• [Supplied entries]
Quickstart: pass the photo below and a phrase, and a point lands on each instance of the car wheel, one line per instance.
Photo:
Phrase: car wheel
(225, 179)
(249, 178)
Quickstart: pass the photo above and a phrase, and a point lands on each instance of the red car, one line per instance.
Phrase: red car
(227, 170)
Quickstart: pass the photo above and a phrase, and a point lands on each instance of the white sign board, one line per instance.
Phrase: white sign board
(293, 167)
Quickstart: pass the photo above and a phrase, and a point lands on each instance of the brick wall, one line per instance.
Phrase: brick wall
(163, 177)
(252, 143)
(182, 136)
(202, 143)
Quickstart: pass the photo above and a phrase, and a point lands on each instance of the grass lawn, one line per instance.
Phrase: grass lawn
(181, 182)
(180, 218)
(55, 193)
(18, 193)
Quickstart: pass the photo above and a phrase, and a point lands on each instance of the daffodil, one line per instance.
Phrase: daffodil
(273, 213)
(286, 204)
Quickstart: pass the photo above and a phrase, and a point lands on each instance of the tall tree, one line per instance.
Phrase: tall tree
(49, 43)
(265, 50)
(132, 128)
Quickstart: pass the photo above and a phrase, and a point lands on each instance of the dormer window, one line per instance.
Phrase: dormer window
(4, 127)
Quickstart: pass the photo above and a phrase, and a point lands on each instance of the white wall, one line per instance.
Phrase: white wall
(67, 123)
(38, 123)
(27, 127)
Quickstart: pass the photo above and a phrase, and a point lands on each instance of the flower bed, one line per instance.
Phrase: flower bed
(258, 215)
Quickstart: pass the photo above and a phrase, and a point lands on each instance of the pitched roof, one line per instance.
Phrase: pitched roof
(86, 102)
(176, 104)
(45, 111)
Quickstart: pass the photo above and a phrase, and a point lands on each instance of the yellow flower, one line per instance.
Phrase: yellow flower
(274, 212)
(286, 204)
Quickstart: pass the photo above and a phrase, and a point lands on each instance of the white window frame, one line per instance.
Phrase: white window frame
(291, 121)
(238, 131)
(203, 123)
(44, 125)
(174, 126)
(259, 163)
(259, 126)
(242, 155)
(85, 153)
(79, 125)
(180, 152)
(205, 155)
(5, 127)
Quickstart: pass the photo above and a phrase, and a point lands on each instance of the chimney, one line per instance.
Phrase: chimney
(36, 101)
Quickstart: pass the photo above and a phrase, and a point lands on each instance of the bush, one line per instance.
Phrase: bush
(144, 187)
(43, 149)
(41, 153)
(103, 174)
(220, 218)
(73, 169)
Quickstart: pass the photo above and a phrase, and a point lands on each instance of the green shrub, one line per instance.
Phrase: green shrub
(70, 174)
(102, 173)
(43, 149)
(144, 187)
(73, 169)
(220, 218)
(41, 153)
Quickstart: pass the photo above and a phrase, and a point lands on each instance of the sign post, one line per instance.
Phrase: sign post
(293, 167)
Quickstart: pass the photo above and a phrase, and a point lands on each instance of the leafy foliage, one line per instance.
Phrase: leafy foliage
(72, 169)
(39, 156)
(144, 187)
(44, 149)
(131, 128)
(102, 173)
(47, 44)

• [Task goal] Please extract every line of the items above and copy each one word for word, in the same order.

• [Written response]
Quickstart: pass the photo below and a phrase, and a point lands on each instance of the car wheel, one line per instance.
Photo:
Phrase: car wheel
(225, 179)
(249, 178)
Quickstart: pass the photo above and a phrase, and a point lands on each instance of the red car, one line per instance.
Phrase: red car
(227, 170)
Quickstart: pass the photo above and a phrase, and a point lands on each instance of the white sign board, one line per instance.
Phrase: white sign board
(293, 167)
Quickstart: pass the photo above and a phrase, and a point lands on each instance of the brick wall, one line per instance.
Phrase: brick wall
(163, 177)
(252, 143)
(182, 136)
(202, 143)
Quickstart: pass the photo above and a phrase, and a point lands on each instance of the grass lawn, one line per instance.
Phrase: grass lawn
(181, 182)
(180, 218)
(55, 193)
(18, 193)
Quickstart: pass the photo above and a phrase, and a point lands on each instance of the daffodil, one line per instance.
Phrase: daffodil
(273, 213)
(286, 204)
Quickstart: pass the photo above and a phrase, and a point lands on each instance of the tall tree, one line per instance.
Phrase: tall tree
(49, 43)
(265, 50)
(132, 128)
Quickstart: pass the photo above and a phrase, and a point lands on each instance of the dormer window, one line per instance.
Phrase: dormer window
(4, 127)
Quickstart: pass the photo above and a phrase, and a point lands on each instance of the white wall, one line per instance.
Phrase: white wall
(67, 123)
(38, 123)
(27, 127)
Quickstart: pass the photo above and a phrase, and a point lands on each instance of the flower bed, one line per instance.
Phrase: flower bed
(258, 215)
Quickstart: pass the photo above and a phrase, and a point lands on each instance of the pitched roof, one line per instance.
Phrase: pitched roof
(86, 102)
(176, 104)
(45, 111)
Quickstart: pass the photo above and a phrase, and a point lands on each instance of the yellow flower, one line per instance.
Phrase: yellow flower
(274, 212)
(286, 204)
Quickstart: pass the photo above and a phrase, and a point lands on each instance of the white window frame, one line per instance.
Phrase: white window frame
(291, 121)
(238, 131)
(203, 123)
(44, 125)
(174, 126)
(259, 163)
(259, 126)
(242, 155)
(85, 153)
(79, 125)
(180, 152)
(205, 155)
(5, 127)
Quickstart: pass the photo above and a phrase, and a point lands on each instance of the chimney, one line per instance.
Phrase: chimney
(36, 101)
Quickstart: pass the photo above and a phrase, and a point lands on each instance of the bush, one line per instance.
Phrase: bush
(144, 187)
(43, 149)
(41, 153)
(103, 174)
(220, 218)
(73, 169)
Quickstart: pass the photo above and a phrase, and a point lands on each instance of the green shrub, one line per instance.
Phrase: green shrub
(70, 174)
(102, 173)
(43, 149)
(144, 187)
(73, 169)
(220, 218)
(41, 153)
Quickstart: pass the photo above and a phrase, and a point lands on each instance of the sign post, one line per instance.
Phrase: sign post
(293, 167)
Quickstart: pass the photo above and a phrase, and a point lands on each instance of the leafy foliage, one line per instance.
Phrase: leafy foliage
(72, 169)
(39, 156)
(144, 187)
(44, 149)
(131, 128)
(102, 173)
(47, 44)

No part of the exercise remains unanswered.